◆ Your task ◆
Return the material exactly as supplied, apart from the pictures, which are omitted.

◆ Rows from a dataset ◆
— Begin —

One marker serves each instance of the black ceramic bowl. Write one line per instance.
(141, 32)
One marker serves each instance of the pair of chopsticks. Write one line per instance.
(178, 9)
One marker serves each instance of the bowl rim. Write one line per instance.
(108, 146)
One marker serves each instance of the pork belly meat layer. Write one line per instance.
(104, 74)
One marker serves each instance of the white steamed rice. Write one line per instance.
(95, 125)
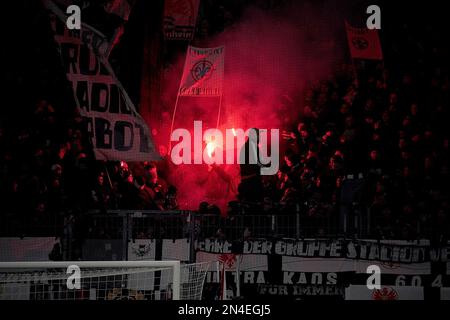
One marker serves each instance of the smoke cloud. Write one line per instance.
(270, 56)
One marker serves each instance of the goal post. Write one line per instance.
(102, 280)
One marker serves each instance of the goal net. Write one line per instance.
(102, 280)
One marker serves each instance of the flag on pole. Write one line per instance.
(203, 72)
(180, 17)
(117, 130)
(115, 15)
(363, 43)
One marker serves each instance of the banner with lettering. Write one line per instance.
(203, 72)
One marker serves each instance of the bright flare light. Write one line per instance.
(210, 146)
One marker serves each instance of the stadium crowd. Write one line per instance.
(371, 142)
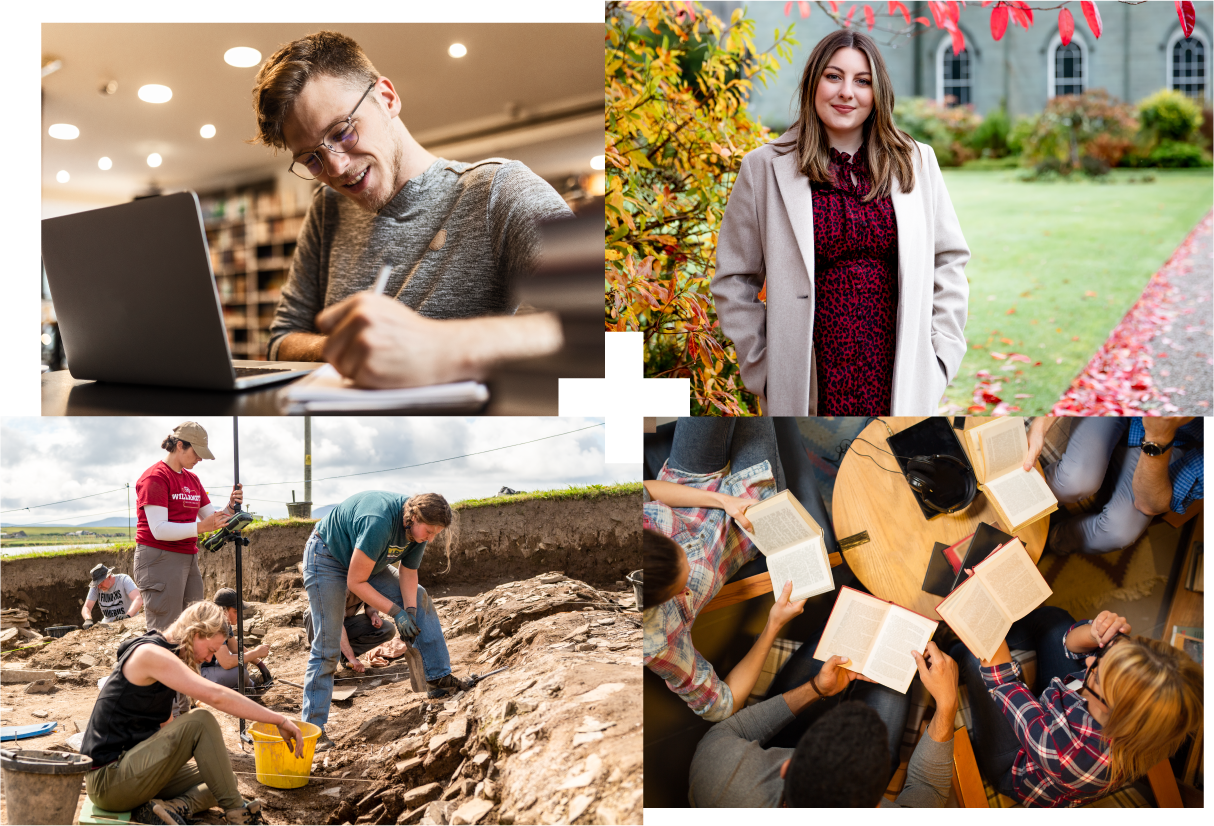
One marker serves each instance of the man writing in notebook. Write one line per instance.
(458, 235)
(840, 762)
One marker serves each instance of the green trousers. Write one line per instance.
(186, 758)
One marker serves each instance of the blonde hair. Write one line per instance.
(432, 509)
(890, 151)
(1156, 696)
(203, 620)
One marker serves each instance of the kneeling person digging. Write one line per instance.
(166, 769)
(222, 667)
(351, 549)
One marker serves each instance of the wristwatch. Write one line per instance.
(1155, 448)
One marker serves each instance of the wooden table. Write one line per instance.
(866, 498)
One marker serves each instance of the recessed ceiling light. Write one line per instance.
(155, 94)
(64, 131)
(242, 56)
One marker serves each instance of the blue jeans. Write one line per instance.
(801, 667)
(1098, 458)
(324, 578)
(996, 744)
(704, 445)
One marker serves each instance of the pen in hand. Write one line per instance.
(381, 279)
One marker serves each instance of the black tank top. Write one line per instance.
(126, 714)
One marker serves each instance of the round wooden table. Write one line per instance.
(894, 561)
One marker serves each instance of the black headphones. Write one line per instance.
(942, 481)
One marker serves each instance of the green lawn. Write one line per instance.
(1056, 265)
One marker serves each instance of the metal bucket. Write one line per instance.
(41, 788)
(635, 580)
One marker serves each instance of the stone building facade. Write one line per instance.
(1140, 51)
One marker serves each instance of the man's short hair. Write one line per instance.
(283, 77)
(843, 761)
(661, 567)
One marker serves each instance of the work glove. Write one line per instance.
(406, 623)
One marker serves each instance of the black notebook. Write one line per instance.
(929, 437)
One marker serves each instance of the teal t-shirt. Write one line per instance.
(370, 521)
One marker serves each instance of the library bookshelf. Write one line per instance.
(251, 233)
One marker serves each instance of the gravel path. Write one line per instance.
(1184, 349)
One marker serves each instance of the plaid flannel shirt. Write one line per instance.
(1187, 473)
(715, 550)
(1062, 761)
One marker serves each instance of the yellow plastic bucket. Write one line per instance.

— End —

◆ Answer to the problem ◆
One marker serves each instance of the black ceramic bowl. Write one line per instance.
(141, 32)
One marker serves each instance of the pair of chopsticks. Write one line per instance.
(178, 9)
One marker serves each instance of the bowl rim. Write one line per instance.
(108, 146)
One marker serves each instance of the pork belly meat layer. Write one line per instance.
(104, 74)
One marker serves each instance of the white steamed rice. Write one line per instance.
(95, 125)
One marker serves each instance of the smoke cloud. Write one line per instance.
(270, 56)
One marker serves each instance of the goal post. Write one line per instance.
(102, 280)
One marker serves each instance of the goal net. Write one line per instance.
(102, 280)
One marker serves each instance of the flag on pole. Write one line per instance.
(203, 72)
(180, 17)
(117, 130)
(115, 15)
(363, 43)
One marker serves each instance of the banner with lettering. Write one line per instance.
(203, 72)
One marker serves each instance of the bright flare light. Write one line per instance.
(210, 146)
One marker serves each instance of the stadium crowd. Write one line per instance.
(371, 142)
One marker serves each instance of the man writing in notebook. Write one line per instance.
(458, 235)
(840, 762)
One marker serves each instance of the green trousers. Write one line per instance.
(186, 758)
One marker serves each instance of the blonde hair. Write one line per instance.
(432, 509)
(890, 151)
(1156, 696)
(203, 620)
One marker serves each instance of the kneeling person digging. Write one line per instance.
(166, 769)
(222, 667)
(351, 549)
One marker serves each instance of the wristwatch. Write one line per instance.
(1155, 448)
One marker serves each instance of the wooden table. Write one line per instance.
(866, 498)
One marker serves each instance of the recessed ceiling light. Write one line per instance.
(155, 94)
(64, 131)
(242, 56)
One marker serves each instance of the blue jeans. Write one line per instance.
(801, 667)
(1098, 458)
(324, 578)
(996, 744)
(704, 445)
One marker serves each instance of the pen in hand. Write one line per instance.
(381, 279)
One marker serves each instance of the black tank top. Write one line per instance.
(126, 714)
One marker serves each instance of the round wooden table. Write one line per instance.
(894, 561)
One marker serves each instance of the black headphones. Write one line per instance.
(942, 481)
One marker serves each instance of the green lawn. Write one line per instance.
(1056, 265)
One marker serves each instance of the metal bucket. Write one line per instance.
(41, 788)
(635, 580)
One marker serves each instance of the stone building facade. Write one line per instance.
(1140, 51)
One marker serves each instance of the man's short hair. Write one line per instance.
(283, 77)
(843, 761)
(661, 567)
One marker serves each instance of the work glove. Write one line per instance.
(406, 623)
One marker serves each instance of the black notebook. Write one line per instance.
(929, 437)
One marker serves each instance of the teal t-shirt. Write one line per instance.
(370, 521)
One marker serves each instance of the library bookshelf. Write one line per instance.
(251, 233)
One marker serves each instance of the gravel path. Write one line per instance.
(1184, 349)
One marker serves each instance of the plaid flannel shirt. Write one line per instance.
(1187, 473)
(715, 550)
(1062, 761)
One marker serves each instance of the yellow plastic bucket. Write one line per instance.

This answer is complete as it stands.